Print the records below exactly, starting at the first line and stopping after the line that contains "positive clicks: (64, 131) (78, 130)". Leave out any pictures.

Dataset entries
=-=-=-=-=
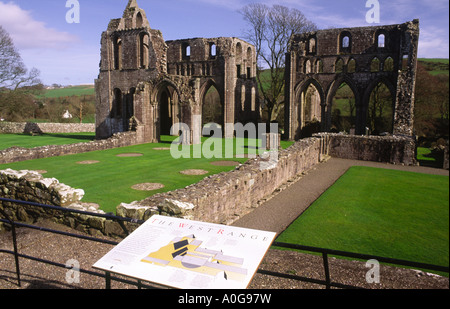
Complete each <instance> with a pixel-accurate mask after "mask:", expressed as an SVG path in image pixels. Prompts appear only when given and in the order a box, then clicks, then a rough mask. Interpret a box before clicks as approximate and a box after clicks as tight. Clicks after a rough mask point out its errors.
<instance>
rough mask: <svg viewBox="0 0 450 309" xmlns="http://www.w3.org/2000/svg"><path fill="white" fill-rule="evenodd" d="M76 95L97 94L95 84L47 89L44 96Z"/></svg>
mask: <svg viewBox="0 0 450 309" xmlns="http://www.w3.org/2000/svg"><path fill="white" fill-rule="evenodd" d="M74 95H76V96H82V95H95V88H94V86H93V85H80V86H71V87H66V88H59V89H49V90H45V94H44V95H43V96H44V97H46V98H60V97H70V96H74Z"/></svg>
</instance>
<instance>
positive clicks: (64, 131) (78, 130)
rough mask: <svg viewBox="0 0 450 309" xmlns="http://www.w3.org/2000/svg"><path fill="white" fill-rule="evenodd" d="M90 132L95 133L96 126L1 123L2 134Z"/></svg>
mask: <svg viewBox="0 0 450 309" xmlns="http://www.w3.org/2000/svg"><path fill="white" fill-rule="evenodd" d="M89 132H95V125H94V124H93V123H81V124H80V123H34V122H0V134H21V133H25V134H30V133H31V134H33V133H35V134H43V133H89Z"/></svg>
=-=-=-=-=
# Solution to this exercise
Complete each <instance> with a pixel-accurate mask after "mask:", expressed as an SVG path in image pixels. Prompts appear only when given and in the order a box, then clicks, then a rough mask. Interpret a box before clicks as approximate and a box after clicks as tight. Clicks after a rough mask point out its errors.
<instance>
rough mask: <svg viewBox="0 0 450 309" xmlns="http://www.w3.org/2000/svg"><path fill="white" fill-rule="evenodd" d="M76 95L97 94L95 84L47 89L44 96Z"/></svg>
mask: <svg viewBox="0 0 450 309" xmlns="http://www.w3.org/2000/svg"><path fill="white" fill-rule="evenodd" d="M74 95H76V96H82V95H95V88H94V86H93V85H80V86H71V87H66V88H59V89H49V90H45V94H44V95H43V96H44V97H46V98H60V97H70V96H74Z"/></svg>
</instance>
<instance>
positive clicks: (64, 131) (78, 130)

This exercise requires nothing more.